→ **Aim A**
Answer these from the article about the detainees in Iran:
(i) Roughly how long have the two detainees been held?
(ii) In what city did U.S. and Iranian representatives meet last week?
(iii) How old is Mr. Tajbakhsh?
→ **Aim B**
Please show every line of the entries that holds the word "stone".

--- start of Passage given ---

By FARNAZ FASSIHI
The United States is asking that Iran immediately release two jailed foreign nationals even as it pursues talks over Tehran’s nuclear program, according to people familiar with the negotiations.
Families, colleagues and friends of the detainees have collected petitions signed by prominent figures and written letters to public officials as part of their far-reaching efforts to win the release of American-Iranian scholar Kian Tajbakhsh and Canadian-Iranian Newsweek journalist Maziar Bahari, who have been held captive by Iran for roughly three months.
The State Department says it pressed Iran on its human-rights record when representatives of the two countries sat at the negotiating table to discuss Iran’s nuclear program in Geneva last week. So far, Iran hasn’t taken any action.
The U.S. didn’t make the release of Mr. Tajbakhsh, 47 years old, and Mr. Bahari, 42, a condition for further negotiations on the nuclear matter. The U.S. used the opportunity of the face-to-face high-level meeting with Iran to appeal for their release on humanitarian grounds and as a measure of goodwill, the people familiar with the talks say.

--- end of Passage given ---
--- start of Data to use ---

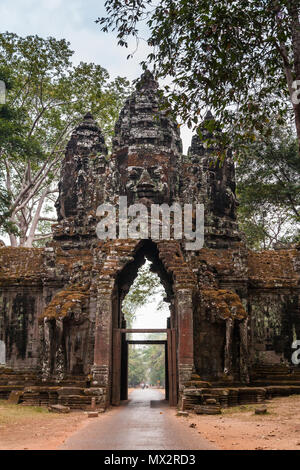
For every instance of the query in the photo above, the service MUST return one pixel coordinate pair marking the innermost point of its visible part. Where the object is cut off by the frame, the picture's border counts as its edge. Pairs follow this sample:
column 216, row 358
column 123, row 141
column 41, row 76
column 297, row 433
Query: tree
column 268, row 186
column 154, row 358
column 146, row 285
column 239, row 57
column 46, row 99
column 137, row 369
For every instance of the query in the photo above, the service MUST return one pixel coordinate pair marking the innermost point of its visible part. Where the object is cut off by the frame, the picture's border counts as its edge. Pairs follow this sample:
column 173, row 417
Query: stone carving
column 60, row 305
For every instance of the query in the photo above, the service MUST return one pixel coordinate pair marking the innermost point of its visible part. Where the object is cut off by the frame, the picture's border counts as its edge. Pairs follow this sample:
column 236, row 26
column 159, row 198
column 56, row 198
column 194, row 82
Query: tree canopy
column 47, row 97
column 268, row 186
column 240, row 58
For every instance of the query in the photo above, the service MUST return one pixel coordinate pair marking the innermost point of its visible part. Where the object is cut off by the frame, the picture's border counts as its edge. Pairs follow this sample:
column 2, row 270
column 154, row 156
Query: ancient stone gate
column 234, row 312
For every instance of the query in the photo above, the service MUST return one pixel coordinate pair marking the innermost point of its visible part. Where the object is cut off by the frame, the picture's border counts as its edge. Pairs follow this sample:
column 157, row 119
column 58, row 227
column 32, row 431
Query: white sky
column 75, row 21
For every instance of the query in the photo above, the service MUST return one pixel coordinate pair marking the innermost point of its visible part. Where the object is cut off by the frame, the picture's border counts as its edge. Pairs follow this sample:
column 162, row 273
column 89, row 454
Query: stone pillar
column 101, row 369
column 185, row 352
column 244, row 352
column 46, row 349
column 59, row 359
column 228, row 347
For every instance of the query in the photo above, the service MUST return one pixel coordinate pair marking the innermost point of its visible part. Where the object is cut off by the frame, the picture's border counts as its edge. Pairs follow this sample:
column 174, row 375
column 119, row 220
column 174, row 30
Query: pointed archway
column 118, row 272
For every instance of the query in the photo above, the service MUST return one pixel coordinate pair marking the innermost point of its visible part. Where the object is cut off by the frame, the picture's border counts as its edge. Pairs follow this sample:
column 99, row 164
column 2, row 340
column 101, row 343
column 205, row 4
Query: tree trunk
column 294, row 10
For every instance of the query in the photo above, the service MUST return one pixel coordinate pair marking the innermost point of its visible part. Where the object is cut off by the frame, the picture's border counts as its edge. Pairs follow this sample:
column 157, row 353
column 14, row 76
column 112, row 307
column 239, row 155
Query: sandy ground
column 239, row 428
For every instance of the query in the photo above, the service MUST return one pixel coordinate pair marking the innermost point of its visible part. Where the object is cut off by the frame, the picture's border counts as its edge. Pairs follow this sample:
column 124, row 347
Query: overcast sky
column 75, row 21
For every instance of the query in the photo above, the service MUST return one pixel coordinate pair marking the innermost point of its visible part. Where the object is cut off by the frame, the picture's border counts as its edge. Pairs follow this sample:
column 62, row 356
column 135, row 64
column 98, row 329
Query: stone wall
column 232, row 309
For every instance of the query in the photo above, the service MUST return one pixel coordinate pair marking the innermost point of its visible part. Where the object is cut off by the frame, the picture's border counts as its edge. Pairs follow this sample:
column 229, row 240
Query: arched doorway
column 123, row 262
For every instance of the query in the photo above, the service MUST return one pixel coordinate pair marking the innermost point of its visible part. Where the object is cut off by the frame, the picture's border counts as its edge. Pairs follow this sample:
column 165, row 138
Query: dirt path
column 140, row 424
column 239, row 428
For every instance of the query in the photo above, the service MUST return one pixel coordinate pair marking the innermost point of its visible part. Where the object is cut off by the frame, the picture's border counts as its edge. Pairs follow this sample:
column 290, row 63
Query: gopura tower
column 233, row 312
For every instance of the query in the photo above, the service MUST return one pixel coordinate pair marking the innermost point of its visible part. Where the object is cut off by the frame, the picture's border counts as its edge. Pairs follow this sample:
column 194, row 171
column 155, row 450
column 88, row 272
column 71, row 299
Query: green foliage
column 146, row 285
column 146, row 364
column 238, row 58
column 137, row 369
column 154, row 357
column 47, row 97
column 268, row 186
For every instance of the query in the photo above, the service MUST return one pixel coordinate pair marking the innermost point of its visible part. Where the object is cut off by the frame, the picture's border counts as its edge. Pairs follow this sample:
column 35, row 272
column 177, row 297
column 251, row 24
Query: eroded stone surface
column 235, row 312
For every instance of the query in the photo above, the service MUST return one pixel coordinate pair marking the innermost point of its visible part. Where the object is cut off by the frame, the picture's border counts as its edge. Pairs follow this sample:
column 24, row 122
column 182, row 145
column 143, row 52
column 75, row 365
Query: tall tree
column 268, row 185
column 47, row 98
column 239, row 57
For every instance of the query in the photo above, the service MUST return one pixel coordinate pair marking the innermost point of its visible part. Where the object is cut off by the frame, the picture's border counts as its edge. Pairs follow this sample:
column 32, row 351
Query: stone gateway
column 234, row 313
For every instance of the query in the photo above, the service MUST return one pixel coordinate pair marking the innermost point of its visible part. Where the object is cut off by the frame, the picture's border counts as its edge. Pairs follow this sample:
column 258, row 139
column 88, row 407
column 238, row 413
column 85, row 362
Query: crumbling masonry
column 235, row 312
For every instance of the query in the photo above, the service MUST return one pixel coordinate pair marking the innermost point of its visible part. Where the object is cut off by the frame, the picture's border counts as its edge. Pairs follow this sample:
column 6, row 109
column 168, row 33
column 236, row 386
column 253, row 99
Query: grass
column 17, row 414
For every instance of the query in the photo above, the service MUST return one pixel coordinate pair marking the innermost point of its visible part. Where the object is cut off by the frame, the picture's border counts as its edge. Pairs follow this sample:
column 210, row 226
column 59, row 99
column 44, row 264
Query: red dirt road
column 137, row 425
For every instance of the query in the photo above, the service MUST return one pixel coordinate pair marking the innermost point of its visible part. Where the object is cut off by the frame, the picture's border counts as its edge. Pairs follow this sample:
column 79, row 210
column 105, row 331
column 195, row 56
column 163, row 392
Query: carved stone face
column 149, row 177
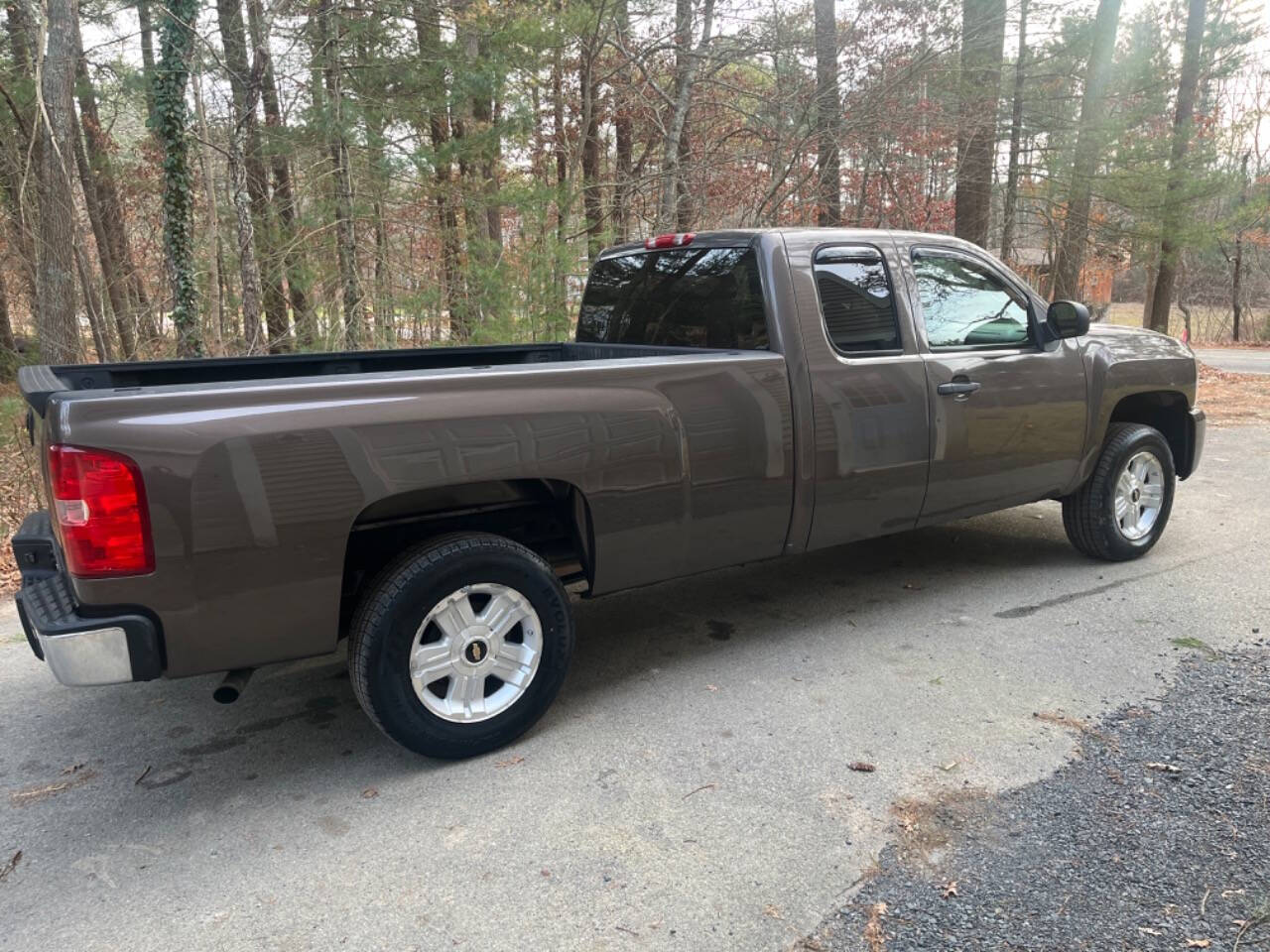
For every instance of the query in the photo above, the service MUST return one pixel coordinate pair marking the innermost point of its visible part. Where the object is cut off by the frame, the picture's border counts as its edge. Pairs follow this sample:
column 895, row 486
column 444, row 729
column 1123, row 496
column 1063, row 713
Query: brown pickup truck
column 730, row 397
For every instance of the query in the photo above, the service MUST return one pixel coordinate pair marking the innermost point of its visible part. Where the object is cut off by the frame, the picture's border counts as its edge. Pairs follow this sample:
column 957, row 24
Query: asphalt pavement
column 1156, row 838
column 1237, row 359
column 693, row 787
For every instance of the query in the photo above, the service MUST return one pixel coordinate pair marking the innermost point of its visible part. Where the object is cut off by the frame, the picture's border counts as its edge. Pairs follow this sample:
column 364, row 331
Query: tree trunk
column 284, row 193
column 1089, row 140
column 561, row 146
column 216, row 302
column 983, row 40
column 1010, row 208
column 592, row 199
column 427, row 24
column 1183, row 121
column 116, row 285
column 336, row 144
column 688, row 61
column 59, row 325
column 23, row 211
column 1237, row 264
column 248, row 270
column 622, row 132
column 7, row 344
column 177, row 41
column 113, row 222
column 379, row 173
column 91, row 303
column 148, row 56
column 245, row 81
column 828, row 116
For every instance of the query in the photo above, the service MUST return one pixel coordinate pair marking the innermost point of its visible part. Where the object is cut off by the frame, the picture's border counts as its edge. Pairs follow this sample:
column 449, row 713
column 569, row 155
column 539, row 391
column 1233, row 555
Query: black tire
column 389, row 617
column 1088, row 515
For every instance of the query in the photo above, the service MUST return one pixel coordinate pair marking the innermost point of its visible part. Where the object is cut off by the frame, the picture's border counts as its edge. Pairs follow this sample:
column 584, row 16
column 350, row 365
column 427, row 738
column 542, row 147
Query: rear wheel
column 1123, row 508
column 461, row 645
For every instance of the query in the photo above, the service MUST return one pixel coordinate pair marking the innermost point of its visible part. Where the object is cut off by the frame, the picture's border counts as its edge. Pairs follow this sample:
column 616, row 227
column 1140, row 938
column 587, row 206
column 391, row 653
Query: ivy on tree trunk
column 171, row 119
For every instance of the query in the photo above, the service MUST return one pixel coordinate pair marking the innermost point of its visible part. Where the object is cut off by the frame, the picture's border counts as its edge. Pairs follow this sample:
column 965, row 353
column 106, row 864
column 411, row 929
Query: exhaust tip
column 231, row 688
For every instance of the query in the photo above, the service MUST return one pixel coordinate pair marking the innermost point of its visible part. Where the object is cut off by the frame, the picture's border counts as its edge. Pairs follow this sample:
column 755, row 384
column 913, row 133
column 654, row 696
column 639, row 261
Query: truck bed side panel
column 686, row 463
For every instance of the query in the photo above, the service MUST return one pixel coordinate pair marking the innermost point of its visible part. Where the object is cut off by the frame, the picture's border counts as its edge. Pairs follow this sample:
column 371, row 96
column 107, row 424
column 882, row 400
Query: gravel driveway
column 691, row 787
column 1156, row 838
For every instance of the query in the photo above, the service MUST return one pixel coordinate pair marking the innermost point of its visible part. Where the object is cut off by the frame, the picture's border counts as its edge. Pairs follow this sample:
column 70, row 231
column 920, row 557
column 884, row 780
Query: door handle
column 957, row 388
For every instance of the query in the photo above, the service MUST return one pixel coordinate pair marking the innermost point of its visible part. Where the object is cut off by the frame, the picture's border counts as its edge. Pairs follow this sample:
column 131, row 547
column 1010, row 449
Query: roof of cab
column 731, row 236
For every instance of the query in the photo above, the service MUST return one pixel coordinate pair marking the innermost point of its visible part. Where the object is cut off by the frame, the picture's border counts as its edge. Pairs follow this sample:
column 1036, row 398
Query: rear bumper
column 82, row 647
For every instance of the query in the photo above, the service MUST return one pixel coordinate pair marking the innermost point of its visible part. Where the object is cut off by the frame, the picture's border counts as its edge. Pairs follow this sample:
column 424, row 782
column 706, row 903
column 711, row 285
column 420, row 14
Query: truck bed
column 39, row 382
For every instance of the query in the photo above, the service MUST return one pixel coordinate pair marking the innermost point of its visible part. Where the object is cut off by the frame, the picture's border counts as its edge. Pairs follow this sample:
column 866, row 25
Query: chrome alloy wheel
column 1139, row 493
column 475, row 653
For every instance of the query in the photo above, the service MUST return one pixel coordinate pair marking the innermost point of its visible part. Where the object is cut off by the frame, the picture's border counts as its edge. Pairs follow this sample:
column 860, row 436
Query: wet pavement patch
column 1157, row 837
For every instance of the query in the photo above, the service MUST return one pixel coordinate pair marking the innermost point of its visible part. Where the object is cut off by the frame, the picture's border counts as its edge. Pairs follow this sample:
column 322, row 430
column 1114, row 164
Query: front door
column 1007, row 412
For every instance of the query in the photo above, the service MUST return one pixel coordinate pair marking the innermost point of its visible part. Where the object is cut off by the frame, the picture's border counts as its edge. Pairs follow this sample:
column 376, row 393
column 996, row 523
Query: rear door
column 1007, row 412
column 867, row 384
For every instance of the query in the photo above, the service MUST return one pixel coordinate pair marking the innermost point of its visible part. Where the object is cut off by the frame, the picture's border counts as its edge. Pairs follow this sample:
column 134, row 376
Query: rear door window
column 856, row 299
column 708, row 298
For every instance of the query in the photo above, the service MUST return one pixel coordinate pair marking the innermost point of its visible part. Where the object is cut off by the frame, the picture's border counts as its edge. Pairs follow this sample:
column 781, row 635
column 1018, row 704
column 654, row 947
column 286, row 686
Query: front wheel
column 1123, row 508
column 461, row 645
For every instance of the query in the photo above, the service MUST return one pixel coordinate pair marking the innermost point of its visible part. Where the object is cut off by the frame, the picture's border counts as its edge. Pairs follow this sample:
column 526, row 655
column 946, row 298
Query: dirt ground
column 1209, row 325
column 1233, row 398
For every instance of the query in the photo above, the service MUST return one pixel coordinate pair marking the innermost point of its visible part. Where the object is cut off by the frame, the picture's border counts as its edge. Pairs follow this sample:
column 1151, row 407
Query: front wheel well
column 1165, row 411
column 548, row 517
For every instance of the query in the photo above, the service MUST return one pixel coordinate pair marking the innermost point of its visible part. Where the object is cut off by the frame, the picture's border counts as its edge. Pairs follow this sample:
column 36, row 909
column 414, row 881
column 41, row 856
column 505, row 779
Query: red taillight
column 99, row 504
column 684, row 238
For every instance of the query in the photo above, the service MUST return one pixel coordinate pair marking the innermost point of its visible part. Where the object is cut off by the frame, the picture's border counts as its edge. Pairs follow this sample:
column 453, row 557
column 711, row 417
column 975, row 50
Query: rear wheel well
column 1166, row 412
column 548, row 517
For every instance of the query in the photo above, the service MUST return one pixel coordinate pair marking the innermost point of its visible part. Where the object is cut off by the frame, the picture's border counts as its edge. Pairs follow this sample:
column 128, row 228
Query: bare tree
column 59, row 325
column 336, row 144
column 688, row 62
column 1089, row 143
column 1166, row 275
column 1010, row 206
column 828, row 114
column 983, row 40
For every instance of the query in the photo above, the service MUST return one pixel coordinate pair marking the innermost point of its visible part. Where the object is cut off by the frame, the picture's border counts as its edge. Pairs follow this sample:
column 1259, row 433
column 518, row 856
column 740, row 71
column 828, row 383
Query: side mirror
column 1069, row 318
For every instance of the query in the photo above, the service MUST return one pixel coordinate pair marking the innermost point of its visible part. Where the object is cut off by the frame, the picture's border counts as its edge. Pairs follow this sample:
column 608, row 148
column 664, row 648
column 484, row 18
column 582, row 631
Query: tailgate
column 39, row 382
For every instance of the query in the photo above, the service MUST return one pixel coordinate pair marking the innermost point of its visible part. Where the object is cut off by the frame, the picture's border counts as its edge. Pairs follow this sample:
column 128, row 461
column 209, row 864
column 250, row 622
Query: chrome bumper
column 87, row 657
column 81, row 645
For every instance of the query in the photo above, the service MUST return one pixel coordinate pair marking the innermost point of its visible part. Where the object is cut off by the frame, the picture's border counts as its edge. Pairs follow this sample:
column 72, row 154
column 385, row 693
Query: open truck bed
column 39, row 382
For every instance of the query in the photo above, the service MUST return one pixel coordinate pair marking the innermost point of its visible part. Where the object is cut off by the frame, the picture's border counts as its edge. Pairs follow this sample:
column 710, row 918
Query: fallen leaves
column 10, row 866
column 76, row 772
column 1060, row 720
column 1209, row 653
column 874, row 936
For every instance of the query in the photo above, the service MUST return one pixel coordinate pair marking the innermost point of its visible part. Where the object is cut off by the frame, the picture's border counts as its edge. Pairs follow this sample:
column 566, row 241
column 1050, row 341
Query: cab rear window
column 707, row 298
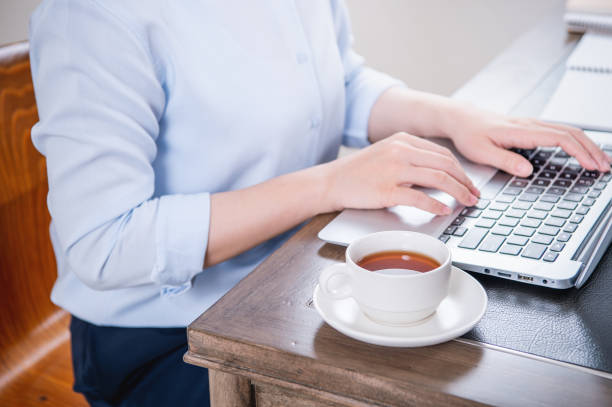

--- end of Data to use ---

→ **Exercise result A**
(i) Roughly three months.
(ii) Geneva.
(iii) 47 years old.

→ **Exercise result B**
Query: stone carving
Query: ancient stone gate
Query: stone pillar
Query: stone wall
Query: eroded stone surface
Query: stone gateway
Query: carved stone face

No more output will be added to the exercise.